## WHAT TO DO
Please tally the lines below that contain the word "wall" and reply with the total alone.

## PROVIDED MATERIAL
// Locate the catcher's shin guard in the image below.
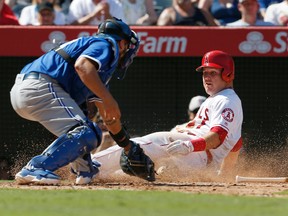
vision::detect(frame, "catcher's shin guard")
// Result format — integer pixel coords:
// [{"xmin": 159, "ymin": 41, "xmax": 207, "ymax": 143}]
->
[{"xmin": 26, "ymin": 125, "xmax": 102, "ymax": 171}]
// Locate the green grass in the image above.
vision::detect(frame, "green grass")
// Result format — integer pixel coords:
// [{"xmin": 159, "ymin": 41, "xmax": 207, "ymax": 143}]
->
[
  {"xmin": 278, "ymin": 190, "xmax": 288, "ymax": 195},
  {"xmin": 0, "ymin": 188, "xmax": 288, "ymax": 216}
]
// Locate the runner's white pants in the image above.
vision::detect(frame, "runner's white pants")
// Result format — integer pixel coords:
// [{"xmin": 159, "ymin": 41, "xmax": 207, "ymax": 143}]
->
[{"xmin": 92, "ymin": 131, "xmax": 210, "ymax": 178}]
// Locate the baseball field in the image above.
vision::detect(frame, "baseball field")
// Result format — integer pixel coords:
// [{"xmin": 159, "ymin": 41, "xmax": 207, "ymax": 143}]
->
[
  {"xmin": 1, "ymin": 150, "xmax": 287, "ymax": 216},
  {"xmin": 1, "ymin": 178, "xmax": 288, "ymax": 216}
]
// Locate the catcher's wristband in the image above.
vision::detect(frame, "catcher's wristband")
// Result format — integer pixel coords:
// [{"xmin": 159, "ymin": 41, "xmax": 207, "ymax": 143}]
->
[{"xmin": 109, "ymin": 127, "xmax": 130, "ymax": 147}]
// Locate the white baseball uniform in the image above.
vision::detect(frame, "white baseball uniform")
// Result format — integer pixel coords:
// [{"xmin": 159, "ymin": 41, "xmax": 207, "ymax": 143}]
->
[{"xmin": 92, "ymin": 88, "xmax": 243, "ymax": 177}]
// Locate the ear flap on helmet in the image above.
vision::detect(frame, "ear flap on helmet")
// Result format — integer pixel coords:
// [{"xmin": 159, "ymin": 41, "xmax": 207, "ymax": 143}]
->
[{"xmin": 221, "ymin": 54, "xmax": 234, "ymax": 82}]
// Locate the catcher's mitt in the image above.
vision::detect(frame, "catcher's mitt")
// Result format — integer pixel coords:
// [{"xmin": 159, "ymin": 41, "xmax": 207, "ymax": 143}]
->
[{"xmin": 120, "ymin": 141, "xmax": 155, "ymax": 181}]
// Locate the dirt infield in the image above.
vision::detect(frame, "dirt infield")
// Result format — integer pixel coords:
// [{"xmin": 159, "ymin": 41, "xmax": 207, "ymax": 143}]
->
[
  {"xmin": 2, "ymin": 146, "xmax": 287, "ymax": 197},
  {"xmin": 2, "ymin": 164, "xmax": 288, "ymax": 197},
  {"xmin": 1, "ymin": 179, "xmax": 288, "ymax": 197}
]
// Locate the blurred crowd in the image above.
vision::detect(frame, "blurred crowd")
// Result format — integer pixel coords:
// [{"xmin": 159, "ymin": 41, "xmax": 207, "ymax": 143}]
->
[{"xmin": 0, "ymin": 0, "xmax": 288, "ymax": 26}]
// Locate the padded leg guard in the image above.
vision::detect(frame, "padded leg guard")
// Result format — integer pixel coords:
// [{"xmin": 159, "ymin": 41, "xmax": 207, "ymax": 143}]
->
[
  {"xmin": 69, "ymin": 121, "xmax": 103, "ymax": 184},
  {"xmin": 26, "ymin": 125, "xmax": 102, "ymax": 172},
  {"xmin": 71, "ymin": 154, "xmax": 102, "ymax": 184}
]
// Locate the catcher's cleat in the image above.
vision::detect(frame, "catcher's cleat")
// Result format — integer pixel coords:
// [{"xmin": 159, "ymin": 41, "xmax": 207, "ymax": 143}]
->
[
  {"xmin": 71, "ymin": 160, "xmax": 101, "ymax": 185},
  {"xmin": 15, "ymin": 168, "xmax": 60, "ymax": 185}
]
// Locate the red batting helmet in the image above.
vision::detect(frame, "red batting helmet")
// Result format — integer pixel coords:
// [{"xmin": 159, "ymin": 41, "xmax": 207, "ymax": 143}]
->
[{"xmin": 196, "ymin": 50, "xmax": 235, "ymax": 82}]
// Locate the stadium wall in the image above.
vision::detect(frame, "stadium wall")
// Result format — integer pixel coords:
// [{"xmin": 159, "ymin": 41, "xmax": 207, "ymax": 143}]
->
[{"xmin": 1, "ymin": 26, "xmax": 287, "ymax": 169}]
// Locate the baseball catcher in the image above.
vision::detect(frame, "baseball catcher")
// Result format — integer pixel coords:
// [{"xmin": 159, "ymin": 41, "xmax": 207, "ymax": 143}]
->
[{"xmin": 11, "ymin": 17, "xmax": 155, "ymax": 185}]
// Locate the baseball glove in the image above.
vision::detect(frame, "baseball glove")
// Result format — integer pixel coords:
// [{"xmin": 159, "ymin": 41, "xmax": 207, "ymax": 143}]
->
[{"xmin": 120, "ymin": 141, "xmax": 155, "ymax": 182}]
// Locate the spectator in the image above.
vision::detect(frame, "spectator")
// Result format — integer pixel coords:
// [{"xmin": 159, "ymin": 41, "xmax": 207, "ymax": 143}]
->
[
  {"xmin": 157, "ymin": 0, "xmax": 218, "ymax": 26},
  {"xmin": 53, "ymin": 0, "xmax": 71, "ymax": 14},
  {"xmin": 226, "ymin": 0, "xmax": 274, "ymax": 26},
  {"xmin": 5, "ymin": 0, "xmax": 32, "ymax": 18},
  {"xmin": 0, "ymin": 0, "xmax": 19, "ymax": 25},
  {"xmin": 264, "ymin": 0, "xmax": 288, "ymax": 26},
  {"xmin": 258, "ymin": 0, "xmax": 282, "ymax": 19},
  {"xmin": 66, "ymin": 0, "xmax": 125, "ymax": 25},
  {"xmin": 154, "ymin": 0, "xmax": 173, "ymax": 16},
  {"xmin": 121, "ymin": 0, "xmax": 158, "ymax": 25},
  {"xmin": 19, "ymin": 0, "xmax": 66, "ymax": 25},
  {"xmin": 187, "ymin": 95, "xmax": 207, "ymax": 121},
  {"xmin": 171, "ymin": 95, "xmax": 207, "ymax": 133},
  {"xmin": 198, "ymin": 0, "xmax": 241, "ymax": 25},
  {"xmin": 37, "ymin": 1, "xmax": 55, "ymax": 25}
]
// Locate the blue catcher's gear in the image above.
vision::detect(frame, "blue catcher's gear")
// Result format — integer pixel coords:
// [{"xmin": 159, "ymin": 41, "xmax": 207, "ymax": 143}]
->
[
  {"xmin": 15, "ymin": 168, "xmax": 61, "ymax": 185},
  {"xmin": 97, "ymin": 17, "xmax": 140, "ymax": 80},
  {"xmin": 71, "ymin": 157, "xmax": 101, "ymax": 185},
  {"xmin": 15, "ymin": 124, "xmax": 102, "ymax": 185}
]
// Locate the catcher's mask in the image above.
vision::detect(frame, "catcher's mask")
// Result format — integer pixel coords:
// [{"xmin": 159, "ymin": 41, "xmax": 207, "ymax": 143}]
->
[
  {"xmin": 97, "ymin": 17, "xmax": 140, "ymax": 80},
  {"xmin": 196, "ymin": 50, "xmax": 235, "ymax": 83}
]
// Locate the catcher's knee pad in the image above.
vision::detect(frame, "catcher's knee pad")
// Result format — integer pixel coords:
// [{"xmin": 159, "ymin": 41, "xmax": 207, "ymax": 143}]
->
[{"xmin": 27, "ymin": 125, "xmax": 102, "ymax": 171}]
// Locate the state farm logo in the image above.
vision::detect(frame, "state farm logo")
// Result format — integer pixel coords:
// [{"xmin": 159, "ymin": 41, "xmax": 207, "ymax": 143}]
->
[
  {"xmin": 137, "ymin": 32, "xmax": 187, "ymax": 53},
  {"xmin": 41, "ymin": 31, "xmax": 188, "ymax": 54},
  {"xmin": 239, "ymin": 31, "xmax": 272, "ymax": 54},
  {"xmin": 41, "ymin": 31, "xmax": 67, "ymax": 52},
  {"xmin": 41, "ymin": 31, "xmax": 97, "ymax": 53}
]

## ANSWER AREA
2